O QUE FAZER: Reproduza na íntegra, sem nenhuma alteração, o trecho sobre a conjuntura de 2023 que aparece abaixo.

TRECHO PARA LEITURA:
= = =

Gilberto Carvalho marcou, em reunião do Conselhinho da Escola nacional de Formação do PT, e repetiu em suas falas no FSM, duas palavras-chave para a conjuntura atual e os próximos anos, mesmo para os septuagenários analfabetos digitais: REDE E RUA.
Tenho pensado no que será 2023. Em recente análise de conjuntura promovida pela Coordenação nacional da ANEPS (Articulação nacional de Educação Popular e Saúde), argumentei que 2023 não será um ano fácil, nem os próximos anos, mesmo com a vitória eleitoral e Lula presidente. Basta referir, mesmo que topicamente, alguns fatos e acontecimentos: o 8 de janeiro, os territórios e os índios Yanomami, o Brasil e suas políticas públicas destruídos, a destruição ambiental, o crescimento da ultradireita neofascista no Brasil e no mundo, a eterna elite brasileira escravocrata, o ódio, a intolerância, os preconceitos e a violência reinantes, a Guerra Rússia/Ucrânia, a possibilidade de uma terceira guerra mundial, junto com uma recessão econômica em nível global, o fundamentalismo neopentescostal, a absurda concentração de renda, inclusive durante a pandemia, no Brasil.

= = =

Dados armazenados:
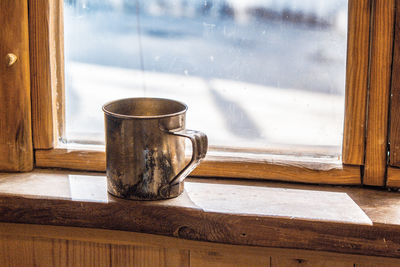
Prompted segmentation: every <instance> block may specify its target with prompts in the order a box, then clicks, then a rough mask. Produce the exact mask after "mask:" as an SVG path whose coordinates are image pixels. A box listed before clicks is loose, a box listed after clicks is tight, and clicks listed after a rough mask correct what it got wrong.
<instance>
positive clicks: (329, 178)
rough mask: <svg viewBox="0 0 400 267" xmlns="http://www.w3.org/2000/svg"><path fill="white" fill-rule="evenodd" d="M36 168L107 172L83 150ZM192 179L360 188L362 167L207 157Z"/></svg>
mask: <svg viewBox="0 0 400 267" xmlns="http://www.w3.org/2000/svg"><path fill="white" fill-rule="evenodd" d="M35 156H36V166H37V167H52V168H65V169H73V170H86V171H102V172H104V171H105V169H106V157H105V153H104V152H103V151H98V150H96V151H94V150H83V149H62V148H59V149H52V150H37V151H36V153H35ZM191 176H201V177H228V178H245V179H268V180H279V181H292V182H302V183H317V184H360V183H361V173H360V167H359V166H351V165H341V164H333V163H325V162H318V160H312V159H311V160H309V161H298V160H293V159H290V160H289V159H288V160H285V159H282V160H276V159H274V157H273V156H271V158H270V159H249V158H246V157H213V156H207V157H206V159H205V160H204V161H202V163H201V164H200V165H199V166H198V167H197V168H196V169H195V170H194V171H193V172H192V173H191Z"/></svg>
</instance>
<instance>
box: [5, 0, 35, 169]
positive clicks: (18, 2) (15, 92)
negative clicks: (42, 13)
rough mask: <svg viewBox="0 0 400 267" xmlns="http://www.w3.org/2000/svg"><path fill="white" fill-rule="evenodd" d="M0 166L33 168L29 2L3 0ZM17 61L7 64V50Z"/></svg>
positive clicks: (7, 53) (17, 167)
mask: <svg viewBox="0 0 400 267" xmlns="http://www.w3.org/2000/svg"><path fill="white" fill-rule="evenodd" d="M0 25H1V27H0V60H1V62H0V88H1V90H0V106H1V108H0V129H1V130H0V170H2V171H30V170H32V168H33V152H32V133H31V132H32V131H31V100H30V98H31V93H30V79H29V37H28V6H27V2H26V1H23V0H15V1H0ZM9 53H13V54H15V55H16V57H17V61H16V62H15V63H14V64H13V65H12V66H8V59H7V54H9Z"/></svg>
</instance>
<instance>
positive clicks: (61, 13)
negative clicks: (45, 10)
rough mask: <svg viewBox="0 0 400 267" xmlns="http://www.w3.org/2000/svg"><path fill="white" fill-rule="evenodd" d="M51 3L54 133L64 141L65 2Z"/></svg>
mask: <svg viewBox="0 0 400 267" xmlns="http://www.w3.org/2000/svg"><path fill="white" fill-rule="evenodd" d="M50 2H51V6H50V7H51V9H50V18H51V25H50V26H51V28H50V40H51V41H52V46H51V48H52V49H51V50H50V51H51V57H50V59H51V67H52V69H51V70H52V72H51V75H52V77H51V81H52V84H53V85H52V88H53V95H54V94H55V97H54V99H53V114H56V115H54V116H56V118H55V120H54V121H55V125H56V127H54V128H55V129H54V132H55V136H56V137H57V138H61V139H63V138H64V137H65V77H64V74H65V72H64V67H65V65H64V2H63V1H50ZM55 141H57V140H55Z"/></svg>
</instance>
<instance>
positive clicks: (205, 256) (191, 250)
mask: <svg viewBox="0 0 400 267" xmlns="http://www.w3.org/2000/svg"><path fill="white" fill-rule="evenodd" d="M247 252H248V251H247ZM242 266H251V267H265V266H270V255H268V254H260V253H249V252H248V253H235V252H231V253H229V252H227V251H223V252H222V251H218V250H202V251H197V250H191V251H190V267H242Z"/></svg>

= = =

RESPOSTA ESCRITA:
Gilberto Carvalho marcou, em reunião do Conselhinho da Escola nacional de Formação do PT, e repetiu em suas falas no FSM, duas palavras-chave para a conjuntura atual e os próximos anos, mesmo para os septuagenários analfabetos digitais: REDE E RUA.
Tenho pensado no que será 2023. Em recente análise de conjuntura promovida pela Coordenação nacional da ANEPS (Articulação nacional de Educação Popular e Saúde), argumentei que 2023 não será um ano fácil, nem os próximos anos, mesmo com a vitória eleitoral e Lula presidente. Basta referir, mesmo que topicamente, alguns fatos e acontecimentos: o 8 de janeiro, os territórios e os índios Yanomami, o Brasil e suas políticas públicas destruídos, a destruição ambiental, o crescimento da ultradireita neofascista no Brasil e no mundo, a eterna elite brasileira escravocrata, o ódio, a intolerância, os preconceitos e a violência reinantes, a Guerra Rússia/Ucrânia, a possibilidade de uma terceira guerra mundial, junto com uma recessão econômica em nível global, o fundamentalismo neopentescostal, a absurda concentração de renda, inclusive durante a pandemia, no Brasil.